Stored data
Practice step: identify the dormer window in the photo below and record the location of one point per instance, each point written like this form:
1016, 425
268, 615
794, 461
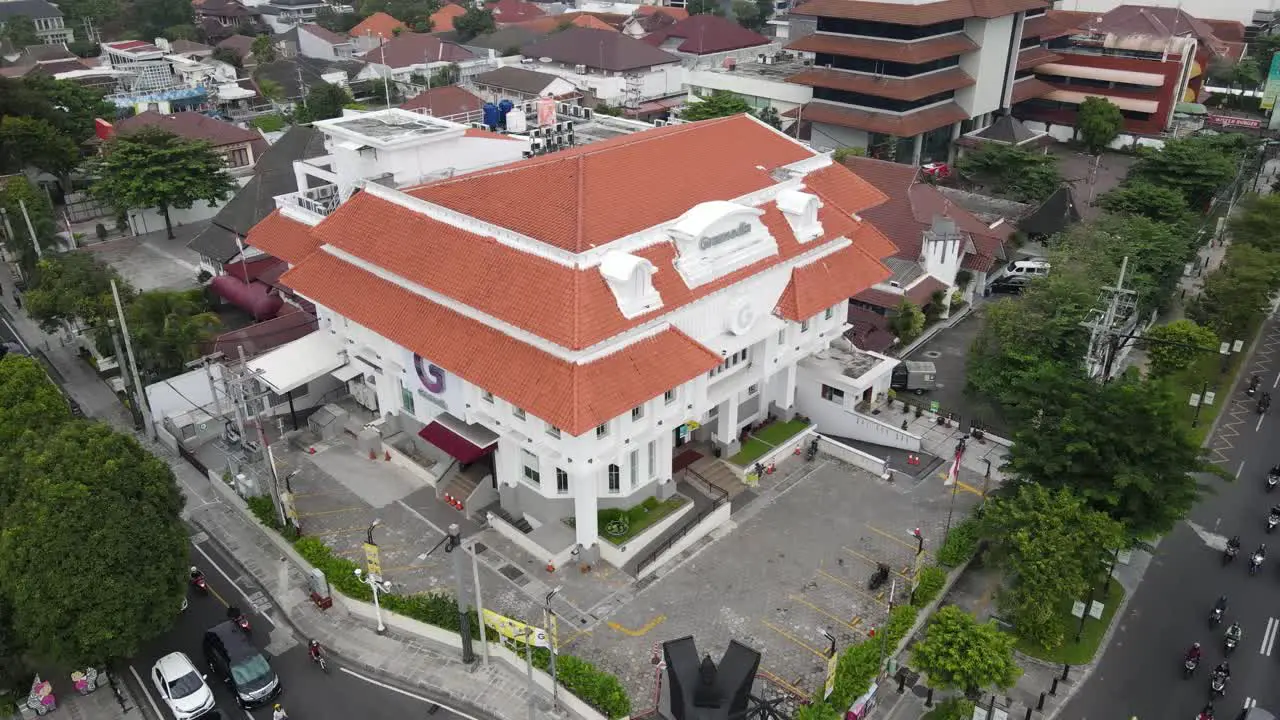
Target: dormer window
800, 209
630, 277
==
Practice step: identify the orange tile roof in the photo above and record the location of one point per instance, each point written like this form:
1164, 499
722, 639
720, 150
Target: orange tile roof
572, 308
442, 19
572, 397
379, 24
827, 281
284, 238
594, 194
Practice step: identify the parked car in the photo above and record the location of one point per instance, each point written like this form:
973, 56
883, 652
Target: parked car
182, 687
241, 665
--
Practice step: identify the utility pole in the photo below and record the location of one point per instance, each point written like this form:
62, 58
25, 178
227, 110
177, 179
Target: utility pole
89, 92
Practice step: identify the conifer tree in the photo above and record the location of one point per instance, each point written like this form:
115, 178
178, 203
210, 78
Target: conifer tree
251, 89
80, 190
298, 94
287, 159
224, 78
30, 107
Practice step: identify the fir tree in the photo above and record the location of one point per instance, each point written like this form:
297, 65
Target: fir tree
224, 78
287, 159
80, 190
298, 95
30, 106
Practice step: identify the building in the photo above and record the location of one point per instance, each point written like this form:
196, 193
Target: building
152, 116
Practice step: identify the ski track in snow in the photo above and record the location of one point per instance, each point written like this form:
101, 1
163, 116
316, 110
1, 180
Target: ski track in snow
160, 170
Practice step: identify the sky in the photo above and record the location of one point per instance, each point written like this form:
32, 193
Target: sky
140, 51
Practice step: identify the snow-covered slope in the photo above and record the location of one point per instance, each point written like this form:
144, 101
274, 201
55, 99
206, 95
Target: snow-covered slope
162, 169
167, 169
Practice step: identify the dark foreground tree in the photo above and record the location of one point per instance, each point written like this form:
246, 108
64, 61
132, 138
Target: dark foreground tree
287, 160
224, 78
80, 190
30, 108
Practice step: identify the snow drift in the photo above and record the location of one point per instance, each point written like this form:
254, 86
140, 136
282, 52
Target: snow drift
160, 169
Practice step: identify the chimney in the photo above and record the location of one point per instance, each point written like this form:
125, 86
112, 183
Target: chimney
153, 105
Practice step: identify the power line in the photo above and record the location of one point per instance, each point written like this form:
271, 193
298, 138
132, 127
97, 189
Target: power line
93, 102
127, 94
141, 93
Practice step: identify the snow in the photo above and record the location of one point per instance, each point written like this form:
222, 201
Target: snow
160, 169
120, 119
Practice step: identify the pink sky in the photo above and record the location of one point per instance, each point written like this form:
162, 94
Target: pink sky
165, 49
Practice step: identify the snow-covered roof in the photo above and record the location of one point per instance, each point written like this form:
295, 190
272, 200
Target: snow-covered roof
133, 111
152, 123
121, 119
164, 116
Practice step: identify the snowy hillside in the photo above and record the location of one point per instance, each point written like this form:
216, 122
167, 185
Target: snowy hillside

TASK STATEMENT
Give the part that opens with the line containing "Practice step: identify the snowy" and closes with the line containing "Target: snowy hillside" again, replacing "snowy hillside" with "snow-covered slope" and leaving everything else unchanged.

SOLUTION FOR THIS PROBLEM
Practice step: identify the snow-covered slope in the photo above and record the location of one point per instance, each point written like this form:
216, 122
167, 185
Target: snow-covered slope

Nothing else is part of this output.